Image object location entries
--- START ---

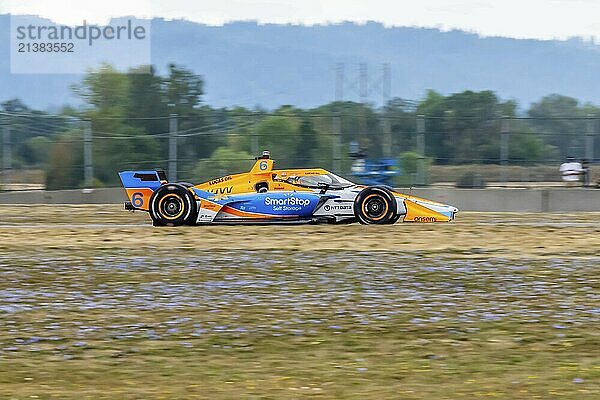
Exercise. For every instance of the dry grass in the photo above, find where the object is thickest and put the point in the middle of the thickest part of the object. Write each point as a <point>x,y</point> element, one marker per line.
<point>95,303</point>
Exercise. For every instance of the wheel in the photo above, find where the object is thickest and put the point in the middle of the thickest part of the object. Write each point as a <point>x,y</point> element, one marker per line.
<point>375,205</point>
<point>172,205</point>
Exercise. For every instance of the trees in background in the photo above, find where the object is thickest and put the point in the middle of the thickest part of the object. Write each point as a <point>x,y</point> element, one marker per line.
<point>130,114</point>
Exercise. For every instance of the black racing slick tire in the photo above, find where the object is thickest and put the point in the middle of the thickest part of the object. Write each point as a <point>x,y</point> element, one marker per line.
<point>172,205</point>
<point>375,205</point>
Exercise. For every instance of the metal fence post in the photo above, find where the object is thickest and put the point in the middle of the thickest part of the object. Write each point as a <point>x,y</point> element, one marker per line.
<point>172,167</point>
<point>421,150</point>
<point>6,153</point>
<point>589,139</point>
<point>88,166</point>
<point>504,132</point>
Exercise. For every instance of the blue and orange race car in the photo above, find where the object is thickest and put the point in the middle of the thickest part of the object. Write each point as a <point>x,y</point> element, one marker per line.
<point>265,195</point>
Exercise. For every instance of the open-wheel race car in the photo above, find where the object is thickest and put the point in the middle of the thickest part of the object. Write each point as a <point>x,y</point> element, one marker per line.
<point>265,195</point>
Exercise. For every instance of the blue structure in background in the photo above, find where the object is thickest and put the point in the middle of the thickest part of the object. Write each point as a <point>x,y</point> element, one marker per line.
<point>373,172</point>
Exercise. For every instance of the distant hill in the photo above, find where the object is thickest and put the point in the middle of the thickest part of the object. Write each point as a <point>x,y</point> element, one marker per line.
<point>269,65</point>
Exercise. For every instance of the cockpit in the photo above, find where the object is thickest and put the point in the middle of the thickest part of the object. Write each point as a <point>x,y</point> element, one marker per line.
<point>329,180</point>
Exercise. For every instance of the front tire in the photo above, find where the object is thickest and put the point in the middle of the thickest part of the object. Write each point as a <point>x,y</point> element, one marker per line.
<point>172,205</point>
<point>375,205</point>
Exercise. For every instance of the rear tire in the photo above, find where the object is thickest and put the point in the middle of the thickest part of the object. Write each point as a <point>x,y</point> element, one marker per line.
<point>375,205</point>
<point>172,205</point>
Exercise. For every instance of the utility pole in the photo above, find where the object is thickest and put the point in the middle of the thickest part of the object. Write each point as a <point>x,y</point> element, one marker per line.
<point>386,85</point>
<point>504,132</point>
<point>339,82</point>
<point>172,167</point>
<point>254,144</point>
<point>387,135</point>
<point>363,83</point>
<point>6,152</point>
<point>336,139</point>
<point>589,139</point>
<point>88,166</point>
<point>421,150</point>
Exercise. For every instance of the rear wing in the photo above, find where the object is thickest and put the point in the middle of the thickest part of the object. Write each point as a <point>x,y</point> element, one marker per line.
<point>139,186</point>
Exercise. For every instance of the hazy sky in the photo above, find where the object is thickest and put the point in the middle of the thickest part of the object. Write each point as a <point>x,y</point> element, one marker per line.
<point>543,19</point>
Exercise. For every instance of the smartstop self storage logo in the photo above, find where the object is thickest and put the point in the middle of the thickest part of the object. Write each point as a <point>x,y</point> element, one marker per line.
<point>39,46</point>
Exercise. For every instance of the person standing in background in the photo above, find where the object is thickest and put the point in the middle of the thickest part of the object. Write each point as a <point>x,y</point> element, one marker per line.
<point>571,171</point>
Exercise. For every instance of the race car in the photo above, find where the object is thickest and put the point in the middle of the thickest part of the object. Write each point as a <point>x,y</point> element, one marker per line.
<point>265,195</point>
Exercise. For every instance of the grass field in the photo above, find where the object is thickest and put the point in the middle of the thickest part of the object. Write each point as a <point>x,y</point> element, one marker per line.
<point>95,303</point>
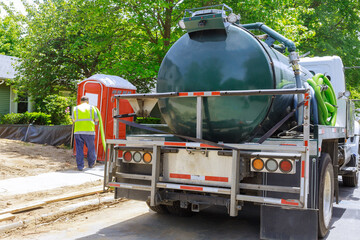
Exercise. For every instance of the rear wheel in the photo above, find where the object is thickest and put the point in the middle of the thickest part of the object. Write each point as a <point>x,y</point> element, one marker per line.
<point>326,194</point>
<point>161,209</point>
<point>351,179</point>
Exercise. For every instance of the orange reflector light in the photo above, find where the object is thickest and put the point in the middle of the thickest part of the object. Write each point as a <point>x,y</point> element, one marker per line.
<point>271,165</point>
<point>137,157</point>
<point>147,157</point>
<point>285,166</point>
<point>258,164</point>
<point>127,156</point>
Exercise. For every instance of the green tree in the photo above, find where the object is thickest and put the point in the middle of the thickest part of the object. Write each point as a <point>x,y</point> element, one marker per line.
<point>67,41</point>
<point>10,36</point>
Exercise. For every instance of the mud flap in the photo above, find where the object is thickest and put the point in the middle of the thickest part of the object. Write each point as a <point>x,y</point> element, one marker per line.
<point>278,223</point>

--- END ---

**Your objective:** Reproduce each record from above exactly; pictures do not belong in the copy.

**Response:**
Exercise. For every instance of the dry grass in the photo above, find where the object is thickest and put the point in the middle of the thickest part of the object. Write each point as a <point>x,y</point> element, one marker per line.
<point>95,303</point>
Exercise. For every instance of the wheel in the photo above, find where the object is thickest and put the point in the middle of the thickest part of the object. Write each point as a <point>x,y</point> element, one marker per line.
<point>375,205</point>
<point>172,205</point>
Exercise. For every instance of the trees in background in the photo above, find where the object is thickest and put the point in the middle of the thickest part of the object. Write each point as a <point>x,y</point> element, one marker per line.
<point>130,114</point>
Exercise. For every instance of the black racing slick tire in the photo above, find where the object is thickest and put the point in the middle of the thickest part of the object. Write each point as a <point>x,y</point> element, one marker per line.
<point>172,205</point>
<point>375,205</point>
Exercise. For every instance of the metal fence post in the photo above, find where the object is thickest and put the point in the middle of the thickest part of the object. Write each point as a <point>x,y</point> element, one marker per line.
<point>172,167</point>
<point>421,150</point>
<point>6,153</point>
<point>589,139</point>
<point>88,166</point>
<point>504,132</point>
Exercise. For every instance of the blue and orange race car in the photo above, find where the object is thickest and put the point in the middle of the thickest part of the object. Write each point as a <point>x,y</point> element, one marker per line.
<point>265,195</point>
Exercise. For every instance of the open-wheel race car in the photo above, find where the object is thickest and put the point in the middle of the thickest part of the object. Write each point as a <point>x,y</point> element, one marker per line.
<point>265,195</point>
Exercise. For every instance of the blue structure in background in the photo above, find where the object is thickest and put the point in the middle of the thickest part of the object. Write each point as a <point>x,y</point> element, one marker per line.
<point>373,172</point>
Exercise. For every instance of the distant hill in the photo above, find where the object is thickest and put the point in the middle of the thickest part of the object. Write each point as a <point>x,y</point> element, one marker per line.
<point>269,65</point>
Exercise. For every instance of the cockpit in the photo above, find where the object is thickest and put the point in the middle of the thickest part of the object. Write each point as a <point>x,y</point> element, one marker per line.
<point>329,180</point>
Exercise. For every instance of the front tire in the photo above, find where the object is thickest and put the point in the middle of the thickest part of the object. Write each point as a <point>x,y</point> element, one marker per line.
<point>172,205</point>
<point>375,205</point>
Exercise. For every instance of the rear tire in the photo above, find where the object is thickest and put the point in the middle of the thickest part of the object. Write each point as a <point>x,y</point> element, one marker per line.
<point>375,205</point>
<point>172,205</point>
Exercise. For every instance of the utility pole in the photo above, find where the object is thickest and put the point in the middle of the thickest part of the object. Write each point as a <point>x,y</point> element, one marker per line.
<point>386,85</point>
<point>504,132</point>
<point>339,82</point>
<point>172,167</point>
<point>254,144</point>
<point>387,135</point>
<point>363,83</point>
<point>6,152</point>
<point>336,139</point>
<point>589,139</point>
<point>88,166</point>
<point>421,150</point>
Exercise. For every instance of the rear wing in the photo above, find where the object is thickest and put the point in the middle of the thickest part of the object. Write each point as a <point>x,y</point> element, one marker per line.
<point>139,186</point>
Exercise. For every instance of the hazy sky in the photo above, find where the object is thickest and put the point in the middle of the thickest part of the object. Write each point as a <point>x,y</point> element, one marker per line.
<point>543,19</point>
Exercise. For every instance of the smartstop self storage logo in the photo above, find where the object is thickest and put the point in the middle of the thickest part of the object. Write each point as a <point>x,y</point> element, one marker per line.
<point>39,46</point>
Exercise. For every instance of the person standing in background in the photo above, find where the object is thickest and put the point in the middle of the thickest part of the object. Write each point as a <point>x,y</point> element, one marker per line.
<point>571,171</point>
Exercise. For every instance of the race car in the photo above, find where the object is thickest and put the point in the middle of the thickest part of the object. Write each point as a <point>x,y</point> element, one marker per line.
<point>265,195</point>
Exercise. For every instance of the grass field in the photo above, find where the object is thickest and put the point in the middle of the thickest part of the object. Write each point as a <point>x,y</point> element, one marker per line.
<point>95,303</point>
Exercise. For every instance of the rear wheel in the photo above, find where the object is thickest and put the point in the middle of the thickest part of the object. Write each point as a <point>x,y</point> element, one marker per line.
<point>326,194</point>
<point>161,209</point>
<point>351,179</point>
Exercise. For every instance of the orange reflector light in the photo above, find where the object is thickest and put the point in the middle of the thickest part of the object. Write each point as a <point>x,y</point> element, one marker per line.
<point>271,165</point>
<point>137,157</point>
<point>147,157</point>
<point>285,166</point>
<point>258,164</point>
<point>127,156</point>
Exercise. For every instance of the green tree in the photo above, find where the object is thickest and put the point in the middle of the thickest part of the object. Write each point as a <point>x,y</point> element, one marker per line.
<point>67,41</point>
<point>10,36</point>
Exercise. For every instance of the mud flap in the photo above, find where the object is thickest and put the point in the middle of the thickest part of the object. Write each point as a <point>x,y</point> element, one marker per line.
<point>278,223</point>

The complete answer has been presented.